## WRITTEN PROBLEM
Please read the news article below: for how much did Scott Earl sell County Waste to Waste Connections in 2011?

## TEXT SEGMENT
•••••

ALBANY — All's fair in love and trash war.

The opening battles between Twin Bridges Waste and Recycling and County Waste and Recycling was launched by Twin Bridges in the streets, with Twin Bridges offering a free year of trash disposal services to any customers who ditched their rival. County Waste had to respond by offering free trash services of its own, then it moved the war to a new theater, taking Twin Bridges to court over its tactics.

But now Twin Bridges has fired back, countersuing and accusing the parent company of County Waste of anti-competitive behavior of its own.

That parent company, international trash behemoth Waste Connections, operates in 42 U.S. states and six Canadian provinces. Twin Bridges is accusing it in a court filing Friday of using unfair tactics — such as predatory pricing, bad contracts and refusing to deal with potential rivals — to try to establish a monopoly on trash disposal services in the Capital Region, and Twin Bridges is asking the court for damages as a result.

Twin Bridges alleges in the legal filing that Waste Connections wants to crush Twin Bridges, establish a monopoly in the Capital Region, and then raise prices once customers have no other options.

County Waste accused Twin Bridges of dirty tricks of its own in a lawsuit filed last month. County Waste asked the court to order Twin Bridges to pay $150,000, and it accused Twin Bridges of abandoning 13 dumpsters and 27 trash bins belonging to County Waste in a parking lot, damaging the equipment.

The interwoven history between the two companies is complex. Twin Bridges is owned by Scott Earl, who made millions by building the very company he's now doing battle against — County Waste. Earl founded that company in 1990, built it into a trash empire, and then sold it to the international Waste Connections in 2011 for $300 million.

But Earl moved back to the Capital Region, bought Twin Bridges last summer, and has built it up from less than 5,000 customers to more than 50,000 customers. Robert Wright Disposal, a local competitor based in Bethlehem, was bought out by County Waste, and Earl has used it as a chance to try to peel off Wright's customers.

•••••

Saved entries

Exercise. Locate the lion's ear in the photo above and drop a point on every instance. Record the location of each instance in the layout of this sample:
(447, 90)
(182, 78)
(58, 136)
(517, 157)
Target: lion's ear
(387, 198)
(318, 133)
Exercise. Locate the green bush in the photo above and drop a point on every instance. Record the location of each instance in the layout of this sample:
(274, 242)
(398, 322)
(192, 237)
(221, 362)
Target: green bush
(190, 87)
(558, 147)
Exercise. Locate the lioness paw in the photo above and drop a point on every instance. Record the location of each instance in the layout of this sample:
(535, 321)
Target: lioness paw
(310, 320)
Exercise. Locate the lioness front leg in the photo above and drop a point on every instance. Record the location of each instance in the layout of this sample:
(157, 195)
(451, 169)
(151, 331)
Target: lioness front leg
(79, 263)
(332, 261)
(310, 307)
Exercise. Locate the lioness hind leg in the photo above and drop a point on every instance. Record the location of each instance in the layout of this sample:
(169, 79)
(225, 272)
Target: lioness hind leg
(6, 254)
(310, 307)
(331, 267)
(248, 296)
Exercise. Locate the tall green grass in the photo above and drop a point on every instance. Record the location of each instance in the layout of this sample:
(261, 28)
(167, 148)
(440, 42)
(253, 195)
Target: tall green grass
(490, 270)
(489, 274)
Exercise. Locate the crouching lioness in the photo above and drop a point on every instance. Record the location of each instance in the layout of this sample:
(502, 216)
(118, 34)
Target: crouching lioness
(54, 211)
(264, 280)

•••••

## EXERCISE RESULT
$300 million.